■ REQUEST 1 ■
According to the Tesch bankruptcy decision, on what date did the Bank file its earlier financing statement with the South Dakota Secretary of State?
■ REQUEST 2 ■
Please copy the Tesch bankruptcy decision from "Stipulated Facts. On" up to and including "number 400 313 3.", substituting "equipment lease" for "cow lease".

■ SOURCE EXTRACT ■
______________________________
1997 #03, Tesch, 1-28-97

In re: RONALD J. AND KIM A. TESCH, Chapter 12; Bankr. No. 96-10115

The matter before the Court is the Motion to Approve Stipulation to Reject Unexpired Lease of John Deere Tractor Model 4250 filed by M&I First National Leasing Corporation and Citizens State Bank of Arlington's objection thereto. Of the two primary issues presented by the parties' briefs, the first, whether Debtors' agreement with M&I First National Leasing Corporation is executory, is a core proceeding under 28 U.S.C. § 157(b)(2). The other issue, whether M&I First National Leasing Corporation or Citizens State Bank of Arlington has the superior security interest in the subject tractor is not addressed at this time as it is not a core proceeding nor the subject of an appropriate adversary proceeding. This letter decision and subsequent order shall constitute this Court's findings and conclusions on the first issue only. As set forth below, the Court concludes that the agreement between Debtors and M&I First National Leasing Corporation is not executory and cannot be "rejected" under 11 U.S.C. § 365(d).

Stipulated Facts. On May 1, 1995, Citizens State Bank of Arlington (Bank) gave Ronald and Kim Tesch a line of credit for $36,000.00 and received a promissory note, number 257, in return. The loan was to be repaid in installments with the final payment due February 5, 2000. According to the Bank's records, this loan refinanced an earlier debt and provided funds for the purchase of a new tractor. Note 257 was secured by a blanket security agreement dated March 29, 1995 that the Teschs had given the Bank earlier in conjunction with note number 228. The Bank had filed this earlier financing statement with the South Dakota Secretary of State on April 4, 1995. On May 2, 1995, the Bank advanced the Teschs $16,000.00 to pay, according to the Bank's records, a cow lease. The $16,000.00 was deposited in the Teschs' farm account number 400 313 3.

The Bank's March 29, 1995 security agreement with the Teschs stated that the Teschs pledged that it secured

All Debt(s). Except in those cases listed in the "LIMITATIONS" paragraph on page 2, each and every debt, liability and obligation of every type and description (whether such debt, liability or obligation now exists or is incurred or created in the future and whether it is or may be direct or indirect, due or to become due, absolute or contingent, primary or secondary, liquidated or unliquidated, or joint, several or joint and several).

The security agreement essentially blanketed all of the Teschs' property. In particular, it covered

Equipment: All equipment including, but not limited to, all machinery, vehicles, furniture, fixtures, manufacturing equipment, farm machinery and equipment, shop equipment, office and recordkeeping equipment, and parts and tools. All equipment described in a list or schedule which I give you will also be included in the secured property, but such a list is not necessary for a valid security interest in my equipment.
______________________________
■ INFORMATION SHOWN ■
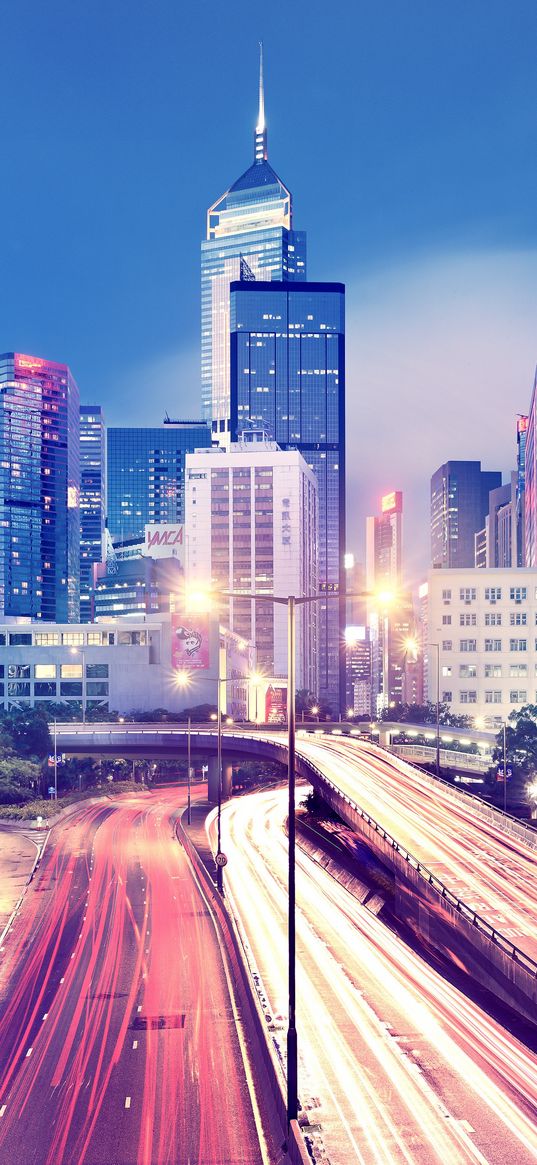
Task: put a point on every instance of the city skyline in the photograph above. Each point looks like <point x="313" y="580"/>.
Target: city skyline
<point x="425" y="213"/>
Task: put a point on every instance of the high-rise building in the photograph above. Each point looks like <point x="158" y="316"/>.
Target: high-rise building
<point x="92" y="499"/>
<point x="288" y="375"/>
<point x="249" y="235"/>
<point x="40" y="482"/>
<point x="252" y="522"/>
<point x="146" y="474"/>
<point x="459" y="505"/>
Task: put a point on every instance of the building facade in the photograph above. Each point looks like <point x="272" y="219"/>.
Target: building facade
<point x="146" y="474"/>
<point x="288" y="376"/>
<point x="252" y="525"/>
<point x="92" y="499"/>
<point x="485" y="623"/>
<point x="459" y="505"/>
<point x="249" y="235"/>
<point x="40" y="486"/>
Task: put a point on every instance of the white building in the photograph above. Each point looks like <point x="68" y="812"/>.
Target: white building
<point x="251" y="519"/>
<point x="124" y="665"/>
<point x="485" y="623"/>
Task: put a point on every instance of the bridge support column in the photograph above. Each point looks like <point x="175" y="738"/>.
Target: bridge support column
<point x="212" y="779"/>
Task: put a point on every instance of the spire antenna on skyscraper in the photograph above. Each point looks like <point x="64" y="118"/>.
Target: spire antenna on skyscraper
<point x="260" y="149"/>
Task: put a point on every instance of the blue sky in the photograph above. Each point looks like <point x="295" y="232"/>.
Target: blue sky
<point x="407" y="132"/>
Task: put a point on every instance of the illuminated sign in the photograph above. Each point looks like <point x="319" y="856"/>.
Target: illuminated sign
<point x="189" y="642"/>
<point x="393" y="501"/>
<point x="163" y="539"/>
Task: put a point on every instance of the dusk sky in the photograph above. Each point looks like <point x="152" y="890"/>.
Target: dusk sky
<point x="407" y="133"/>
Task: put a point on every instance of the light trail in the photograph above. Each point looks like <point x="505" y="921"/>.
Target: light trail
<point x="396" y="1065"/>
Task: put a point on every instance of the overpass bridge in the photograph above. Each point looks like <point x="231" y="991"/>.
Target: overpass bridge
<point x="465" y="874"/>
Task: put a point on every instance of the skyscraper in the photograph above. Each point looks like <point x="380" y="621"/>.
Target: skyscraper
<point x="288" y="375"/>
<point x="92" y="499"/>
<point x="459" y="505"/>
<point x="249" y="235"/>
<point x="40" y="482"/>
<point x="146" y="474"/>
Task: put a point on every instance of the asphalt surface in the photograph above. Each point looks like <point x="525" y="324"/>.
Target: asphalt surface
<point x="119" y="1039"/>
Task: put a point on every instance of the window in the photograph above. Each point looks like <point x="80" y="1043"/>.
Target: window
<point x="518" y="593"/>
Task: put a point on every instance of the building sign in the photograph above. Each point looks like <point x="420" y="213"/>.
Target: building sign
<point x="163" y="539"/>
<point x="275" y="704"/>
<point x="190" y="642"/>
<point x="391" y="502"/>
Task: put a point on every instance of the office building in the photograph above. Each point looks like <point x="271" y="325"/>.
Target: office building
<point x="249" y="237"/>
<point x="459" y="505"/>
<point x="483" y="622"/>
<point x="288" y="376"/>
<point x="124" y="664"/>
<point x="40" y="484"/>
<point x="146" y="474"/>
<point x="252" y="523"/>
<point x="92" y="499"/>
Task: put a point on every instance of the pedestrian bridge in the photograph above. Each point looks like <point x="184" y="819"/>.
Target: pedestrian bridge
<point x="429" y="904"/>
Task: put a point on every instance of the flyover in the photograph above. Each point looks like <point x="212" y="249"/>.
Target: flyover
<point x="471" y="905"/>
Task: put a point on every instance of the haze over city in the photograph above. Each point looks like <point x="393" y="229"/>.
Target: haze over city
<point x="407" y="138"/>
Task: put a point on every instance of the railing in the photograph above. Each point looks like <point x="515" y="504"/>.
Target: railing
<point x="444" y="892"/>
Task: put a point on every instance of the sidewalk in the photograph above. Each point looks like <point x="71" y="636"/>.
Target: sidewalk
<point x="18" y="855"/>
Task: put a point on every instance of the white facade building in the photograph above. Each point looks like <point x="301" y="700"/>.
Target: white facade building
<point x="485" y="623"/>
<point x="251" y="519"/>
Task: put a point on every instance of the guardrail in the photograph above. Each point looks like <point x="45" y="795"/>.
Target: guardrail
<point x="444" y="892"/>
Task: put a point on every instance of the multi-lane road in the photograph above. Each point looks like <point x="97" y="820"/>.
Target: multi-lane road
<point x="395" y="1063"/>
<point x="119" y="1038"/>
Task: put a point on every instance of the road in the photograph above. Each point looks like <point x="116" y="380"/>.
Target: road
<point x="395" y="1064"/>
<point x="492" y="872"/>
<point x="119" y="1040"/>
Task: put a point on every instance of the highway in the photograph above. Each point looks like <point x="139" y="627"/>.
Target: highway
<point x="395" y="1064"/>
<point x="119" y="1039"/>
<point x="492" y="872"/>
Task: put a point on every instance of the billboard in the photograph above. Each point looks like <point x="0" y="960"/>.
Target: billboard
<point x="189" y="642"/>
<point x="163" y="539"/>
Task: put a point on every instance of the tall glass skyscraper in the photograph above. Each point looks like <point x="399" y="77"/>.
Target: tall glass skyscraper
<point x="146" y="474"/>
<point x="40" y="482"/>
<point x="288" y="376"/>
<point x="92" y="499"/>
<point x="249" y="235"/>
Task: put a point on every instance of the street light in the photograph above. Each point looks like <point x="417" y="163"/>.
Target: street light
<point x="82" y="654"/>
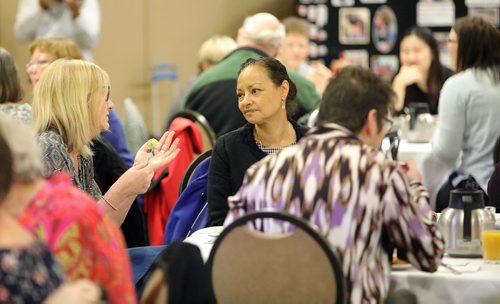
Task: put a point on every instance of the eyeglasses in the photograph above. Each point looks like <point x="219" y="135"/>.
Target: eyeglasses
<point x="37" y="63"/>
<point x="388" y="125"/>
<point x="109" y="93"/>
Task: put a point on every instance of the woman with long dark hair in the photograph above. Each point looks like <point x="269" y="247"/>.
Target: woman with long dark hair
<point x="469" y="106"/>
<point x="421" y="75"/>
<point x="265" y="93"/>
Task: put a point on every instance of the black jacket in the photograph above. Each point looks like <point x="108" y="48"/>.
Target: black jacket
<point x="232" y="155"/>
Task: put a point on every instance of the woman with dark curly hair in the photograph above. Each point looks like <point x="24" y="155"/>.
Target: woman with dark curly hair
<point x="264" y="91"/>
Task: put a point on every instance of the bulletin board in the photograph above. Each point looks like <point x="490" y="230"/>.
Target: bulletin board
<point x="367" y="30"/>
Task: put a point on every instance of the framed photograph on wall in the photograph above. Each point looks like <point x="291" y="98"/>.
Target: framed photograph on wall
<point x="354" y="25"/>
<point x="384" y="29"/>
<point x="356" y="57"/>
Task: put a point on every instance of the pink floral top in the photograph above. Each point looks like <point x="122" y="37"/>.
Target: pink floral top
<point x="28" y="274"/>
<point x="86" y="243"/>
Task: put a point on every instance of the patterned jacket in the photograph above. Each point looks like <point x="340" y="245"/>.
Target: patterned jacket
<point x="358" y="199"/>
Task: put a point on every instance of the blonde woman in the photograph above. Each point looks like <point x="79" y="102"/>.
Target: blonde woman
<point x="71" y="107"/>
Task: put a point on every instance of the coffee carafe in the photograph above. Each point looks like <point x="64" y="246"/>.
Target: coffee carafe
<point x="462" y="222"/>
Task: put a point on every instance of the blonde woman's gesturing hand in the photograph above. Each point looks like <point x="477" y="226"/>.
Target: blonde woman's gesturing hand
<point x="158" y="153"/>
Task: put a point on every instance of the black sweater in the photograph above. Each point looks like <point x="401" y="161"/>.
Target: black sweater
<point x="232" y="155"/>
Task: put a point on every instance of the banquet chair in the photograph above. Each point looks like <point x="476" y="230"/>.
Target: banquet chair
<point x="273" y="257"/>
<point x="207" y="132"/>
<point x="188" y="174"/>
<point x="134" y="126"/>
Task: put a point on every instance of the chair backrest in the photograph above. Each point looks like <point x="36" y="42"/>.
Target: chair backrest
<point x="156" y="288"/>
<point x="188" y="174"/>
<point x="189" y="212"/>
<point x="178" y="275"/>
<point x="207" y="132"/>
<point x="134" y="126"/>
<point x="295" y="265"/>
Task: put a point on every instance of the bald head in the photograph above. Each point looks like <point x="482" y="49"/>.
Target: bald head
<point x="262" y="31"/>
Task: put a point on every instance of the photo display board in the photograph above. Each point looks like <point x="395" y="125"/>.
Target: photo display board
<point x="368" y="32"/>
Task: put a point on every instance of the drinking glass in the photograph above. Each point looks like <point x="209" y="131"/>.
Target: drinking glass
<point x="490" y="238"/>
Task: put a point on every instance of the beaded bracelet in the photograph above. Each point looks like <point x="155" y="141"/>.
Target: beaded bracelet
<point x="107" y="202"/>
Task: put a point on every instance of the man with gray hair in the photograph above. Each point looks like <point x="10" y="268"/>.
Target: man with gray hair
<point x="214" y="92"/>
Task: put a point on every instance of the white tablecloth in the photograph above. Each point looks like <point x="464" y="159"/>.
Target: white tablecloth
<point x="478" y="283"/>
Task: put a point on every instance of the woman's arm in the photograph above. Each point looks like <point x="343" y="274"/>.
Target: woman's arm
<point x="406" y="76"/>
<point x="136" y="180"/>
<point x="448" y="138"/>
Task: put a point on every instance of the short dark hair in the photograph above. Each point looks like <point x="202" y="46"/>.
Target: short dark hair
<point x="434" y="79"/>
<point x="277" y="72"/>
<point x="10" y="85"/>
<point x="351" y="95"/>
<point x="478" y="45"/>
<point x="5" y="168"/>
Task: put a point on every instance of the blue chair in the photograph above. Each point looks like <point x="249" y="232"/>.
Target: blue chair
<point x="190" y="211"/>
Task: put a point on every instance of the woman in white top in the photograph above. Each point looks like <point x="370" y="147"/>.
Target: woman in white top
<point x="469" y="106"/>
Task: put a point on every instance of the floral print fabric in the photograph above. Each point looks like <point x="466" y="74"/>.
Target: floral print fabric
<point x="86" y="243"/>
<point x="357" y="198"/>
<point x="28" y="274"/>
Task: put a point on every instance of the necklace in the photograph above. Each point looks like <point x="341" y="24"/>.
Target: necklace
<point x="291" y="134"/>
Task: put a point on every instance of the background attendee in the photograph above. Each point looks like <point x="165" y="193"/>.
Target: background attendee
<point x="337" y="178"/>
<point x="86" y="242"/>
<point x="469" y="106"/>
<point x="28" y="271"/>
<point x="78" y="20"/>
<point x="421" y="75"/>
<point x="11" y="91"/>
<point x="294" y="52"/>
<point x="211" y="52"/>
<point x="213" y="94"/>
<point x="70" y="108"/>
<point x="111" y="155"/>
<point x="42" y="53"/>
<point x="264" y="89"/>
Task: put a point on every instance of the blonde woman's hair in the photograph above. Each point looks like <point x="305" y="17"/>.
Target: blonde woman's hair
<point x="67" y="99"/>
<point x="26" y="155"/>
<point x="57" y="48"/>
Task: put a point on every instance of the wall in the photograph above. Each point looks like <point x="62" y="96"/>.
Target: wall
<point x="137" y="34"/>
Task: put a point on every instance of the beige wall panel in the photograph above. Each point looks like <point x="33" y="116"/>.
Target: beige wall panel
<point x="136" y="34"/>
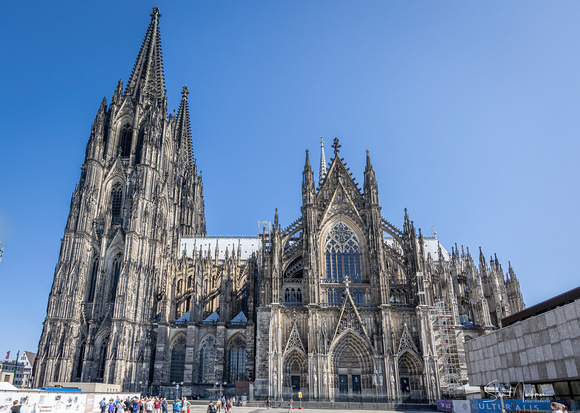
______________________________
■ WRITTEN REPLY 1 ■
April 4, 1995

■ WRITTEN REPLY 2 ■
Stipulated Facts. On May 1, 1995, Citizens State Bank of Arlington (Bank) gave Ronald and Kim Tesch a line of credit for $36,000.00 and received a promissory note, number 257, in return. The loan was to be repaid in installments with the final payment due February 5, 2000. According to the Bank's records, this loan refinanced an earlier debt and provided funds for the purchase of a new tractor. Note 257 was secured by a blanket security agreement dated March 29, 1995 that the Teschs had given the Bank earlier in conjunction with note number 228. The Bank had filed this earlier financing statement with the South Dakota Secretary of State on April 4, 1995. On May 2, 1995, the Bank advanced the Teschs $16,000.00 to pay, according to the Bank's records, a equipment lease. The $16,000.00 was deposited in the Teschs' farm account number 400 313 3.